*** DOCUMENT SECTION ***
The equation of the parabola whose focus is (0, 0) and the tangent at the vertex is x - y + 1 = 0 is
Conic Sections
Solution:
The length of the perpendicular drawn from the given focus upon the given line
$x-y + 1 = 0$ is $\frac{0-0+1}{\sqrt{\left(1\right)^{2}+\left(-1\right)^{2}}} = \frac{1}{\sqrt{2}}.$
The directrix is parallel to the tangent at the vertex.
So, the equation of the dyirecxtrix is $x-y + \lambda = 0$ where $\lambda$ is a constant to be determine.
But the distance between the focus and the directrix $= 2 ×$ (the distance between the focus and the tangent at the vertex)
$= 2\times \frac{1}{\sqrt{2}} = \sqrt{2}.$
Hence $\frac{0-0+\lambda}{\sqrt{\left(1\right)^{2}+\left(-1\right)^{2}}} = \sqrt{2}.$
$\therefore \lambda = 2. \quad$ [$\lambda$ must be positive see figure]
$\therefore $ The directrix is the line $x - y + 2 =0$.
Let $\left(x, y\right)$ be a moving point on the parabola. By the focus-directrixproperty of the parabola, its equation is
$\left(x-0\right)^{2} + \left(y-0\right)^{2} = \left(\pm \frac{x-y+2}{\sqrt{2}}\right)^{2}$
or $x^{2} + y^{2} + 2xy - 4x + 4 y - 4 = 0 .$
*** End of DOCUMENT SECTION ***
*** DATA EXTRACT ***
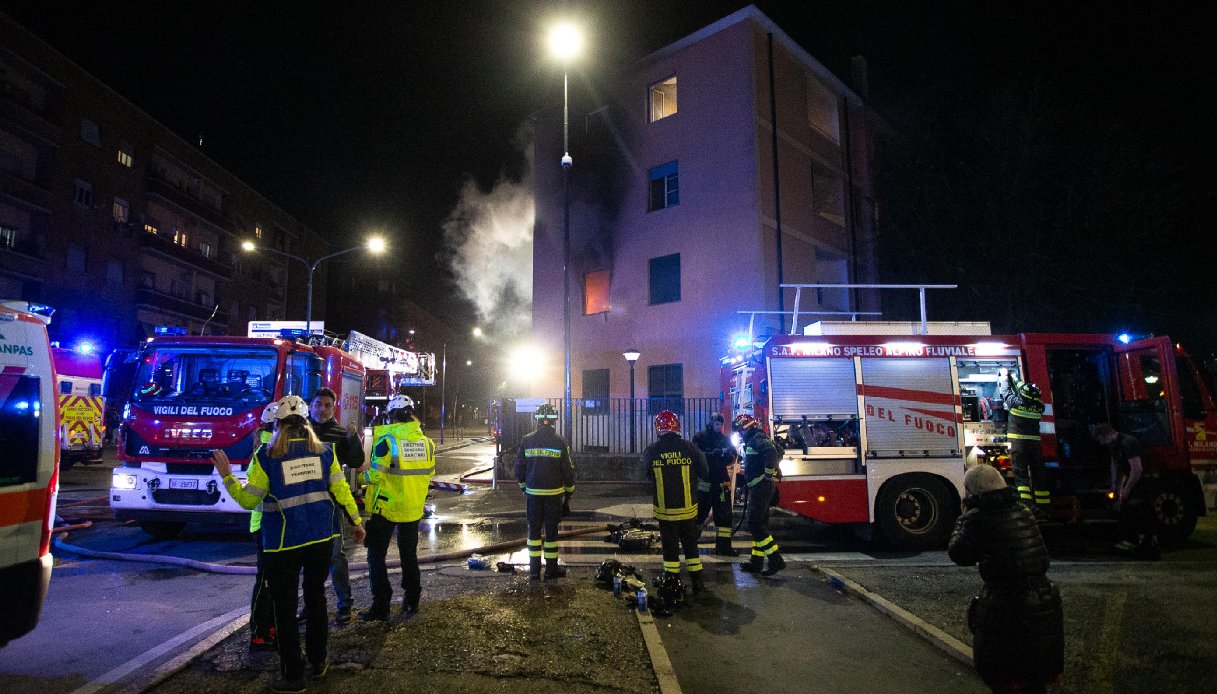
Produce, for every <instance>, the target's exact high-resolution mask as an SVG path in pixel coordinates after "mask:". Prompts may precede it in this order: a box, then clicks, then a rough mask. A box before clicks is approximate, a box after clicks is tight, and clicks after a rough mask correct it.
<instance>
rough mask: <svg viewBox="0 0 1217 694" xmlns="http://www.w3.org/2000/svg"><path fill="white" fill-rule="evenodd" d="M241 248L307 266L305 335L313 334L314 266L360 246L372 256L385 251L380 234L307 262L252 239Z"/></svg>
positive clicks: (314, 267) (383, 245)
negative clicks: (313, 286) (274, 253)
mask: <svg viewBox="0 0 1217 694" xmlns="http://www.w3.org/2000/svg"><path fill="white" fill-rule="evenodd" d="M241 248H242V250H243V251H246V252H253V251H265V252H268V253H275V254H276V256H284V257H287V258H291V259H293V261H299V262H302V263H304V267H307V268H308V300H307V303H305V308H304V335H305V336H312V335H313V273H315V272H316V267H318V265H320V264H321V262H323V261H329V259H330V258H336V257H338V256H344V254H347V253H352V252H354V251H358V250H360V248H366V250H368V252H369V253H372V254H374V256H375V254H380V253H383V252H385V239H381V237H380V236H372V237H370V239H368V241H365V242H364V245H363V246H353V247H350V248H347V250H346V251H338V252H337V253H330V254H329V256H321V257H320V258H318V259H315V261H313V263H309V262H308V261H307V259H304V258H302V257H299V256H297V254H295V253H288V252H287V251H280V250H277V248H259V247H258V246H257V244H254V242H253V241H242V242H241Z"/></svg>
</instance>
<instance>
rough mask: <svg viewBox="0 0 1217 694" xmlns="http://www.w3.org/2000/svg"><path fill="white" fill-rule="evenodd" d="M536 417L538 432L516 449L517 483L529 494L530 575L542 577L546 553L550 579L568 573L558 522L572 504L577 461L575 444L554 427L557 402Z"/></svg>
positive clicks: (528, 544)
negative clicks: (554, 408) (555, 428)
mask: <svg viewBox="0 0 1217 694" xmlns="http://www.w3.org/2000/svg"><path fill="white" fill-rule="evenodd" d="M533 419H535V420H537V431H534V432H532V433H529V435H528V436H525V437H523V438H522V440H521V441H520V448H518V449H517V452H516V482H518V483H520V491H522V492H523V493H525V499H526V506H525V509H526V511H527V516H528V577H529V578H531V580H533V581H539V580H540V559H542V554H544V556H545V580H546V581H550V580H554V578H561V577H562V576H566V567H563V566H559V564H557V524H559V521H560V520H562V510H563V509H570V506H571V496H572V494H573V493H574V461H573V460H571V447H570V446H567V443H566V440H565V438H562V437H561V436H559V433H557V432H556V431H555V430H554V424H556V422H557V410H556V409H554V405H551V404H549V403H545V404H542V405H540V407H538V408H537V412H535V413H534V414H533ZM542 531H544V536H545V539H544V544H543V542H542ZM542 548H544V552H543V549H542Z"/></svg>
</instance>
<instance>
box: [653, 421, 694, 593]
mask: <svg viewBox="0 0 1217 694" xmlns="http://www.w3.org/2000/svg"><path fill="white" fill-rule="evenodd" d="M643 463H644V464H645V465H646V476H647V478H650V480H654V481H655V493H654V496H652V505H654V509H655V520H657V521H658V524H660V544H661V545H662V548H663V572H664V573H672V575H674V576H677V577H679V576H680V550H682V548H683V549H684V556H685V567H686V569H688V570H689V577H690V578H691V580H692V588H694V591H695V592H700V591H702V589H703V588H705V587H703V581H702V575H701V558H700V556H699V554H697V536H699V528H700V527H701V526H699V525H697V497H696V492H695V489H697V483H699V482H700V481H701V480H705V478H707V477H708V471H707V469H706V457H705V455H702V453H701V450H699V449H697V447H696V446H694V444H692V443H691V442H689V441H685V440H684V438H680V435H679V433H677V432H674V431H667V432H663V433H661V435H660V440H658V441H656V442H655V443H652V444H651V446H649V447H647V448H646V450H644V452H643Z"/></svg>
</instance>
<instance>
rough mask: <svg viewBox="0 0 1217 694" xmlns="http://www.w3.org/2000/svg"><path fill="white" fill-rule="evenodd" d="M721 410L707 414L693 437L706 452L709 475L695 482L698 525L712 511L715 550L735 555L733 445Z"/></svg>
mask: <svg viewBox="0 0 1217 694" xmlns="http://www.w3.org/2000/svg"><path fill="white" fill-rule="evenodd" d="M725 421H727V420H725V418H723V415H722V413H717V412H716V413H714V414H712V415H710V421H708V422H706V429H705V430H702V431H699V432H697V433H695V435H694V437H692V443H694V446H696V447H697V449H699V450H701V452H702V454H705V455H706V465H707V466H708V468H710V475H708V476H707V477H703V478H702V480H701V482H699V483H697V522H696V525H697V527H699V528H701V526H702V524H705V522H706V519H707V517H708V516H710V513H711V511H713V513H714V554H717V555H719V556H738V555H739V554H740V553H739V552H738V550H736V549H735V548H733V547H731V485H730V478H729V470H730V469H731V466H734V465H735V459H736V454H735V448H734V447H733V446H731V441H730V440H729V438H727V435H724V433H723V424H724V422H725Z"/></svg>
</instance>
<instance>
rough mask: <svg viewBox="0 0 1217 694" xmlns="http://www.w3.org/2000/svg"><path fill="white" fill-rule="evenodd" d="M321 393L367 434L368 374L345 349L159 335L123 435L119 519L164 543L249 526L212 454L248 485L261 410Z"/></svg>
mask: <svg viewBox="0 0 1217 694" xmlns="http://www.w3.org/2000/svg"><path fill="white" fill-rule="evenodd" d="M181 332H184V331H181ZM319 341H320V338H313V342H319ZM321 386H325V387H329V388H331V390H333V392H335V393H336V394H337V396H338V397H337V412H336V414H335V416H336V418H337V419H338V422H340V424H342V425H343V426H346V425H347V424H349V422H352V421H354V422H357V425H358V426H360V427H361V426H363V421H361V419H363V388H364V366H363V364H360V363H359V362H358V360H357V359H355V358H354V357H352V356H350V354H349V353H347V352H344V351H343V349H341V348H338V347H337V346H329V345H320V343H315V345H307V343H303V342H296V341H293V340H287V338H274V337H187V336H185V335H173V334H172V332H170V331H164V335H163V336H162V330H158V336H157V337H153V338H150V340H148V341H147V343H145V345H144V347H142V349H141V352H140V354H139V365H138V366H136V370H135V379H134V386H133V392H131V397H130V401H129V402H128V404H127V405H125V408H124V413H123V419H122V425H120V427H119V433H118V466H116V468H114V472H113V476H112V478H111V489H110V506H111V509H113V511H114V517H116V519H118V520H134V521H136V522H139V525H140V527H141V528H144V530H145V531H146V532H148V533H151V535H157V536H173V535H175V533H178V532H180V531H181V528H183V527H184V526H185V524H186V522H189V521H201V522H208V524H217V522H229V521H239V522H243V519H245V517H247V516H246V515H245V514H248V511H246V510H245V509H242V508H241V506H240V505H237V504H236V503H235V502H234V500H232V499H231V498H229V497H228V493H226V492H225V491H224V485H223V482H221V480H220V477H219V476H218V475H217V474H215V469H214V468H213V466H212V461H211V455H212V450H213V449H217V448H219V449H223V450H224V452H225V453H226V454H228V457H229V459H230V460H232V463H234V472H235V474H236V475H237V476H239V477H240V476H242V475H243V474H245V469H246V465H248V460H249V455H251V453H252V452H253V447H254V442H256V440H257V430H258V426H259V416H260V414H262V409H263V407H265V404H267V403H268V402H270V401H271V399H277V398H281V397H282V396H285V394H298V396H302V397H303V398H305V399H310V398H312V396H313V393H314V392H315V391H316V390H318V388H319V387H321Z"/></svg>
*** End of DATA EXTRACT ***
### WORK INSTRUCTION 1
In the parabola solution, what line is found to be the directrix?
### WORK INSTRUCTION 2
In the parabola solution, rewrite the part that opens with the words containing "The equation of the parabola" and closes with "at the vertex)", swapping "tangent at the vertex" for "vertex tangent".
The segmentation mask data has no role in the tasks.

### WRITTEN REPLY 1
The directrix is the line x − y + 2 = 0.

### WRITTEN REPLY 2
The equation of the parabola whose focus is (0, 0) and the vertex tangent is x - y + 1 = 0 is
Conic Sections
Solution:
The length of the perpendicular drawn from the given focus upon the given line
$x-y + 1 = 0$ is $\frac{0-0+1}{\sqrt{\left(1\right)^{2}+\left(-1\right)^{2}}} = \frac{1}{\sqrt{2}}.$
The directrix is parallel to the vertex tangent.
So, the equation of the dyirecxtrix is $x-y + \lambda = 0$ where $\lambda$ is a constant to be determine.
But the distance between the focus and the directrix $= 2 ×$ (the distance between the focus and the vertex tangent)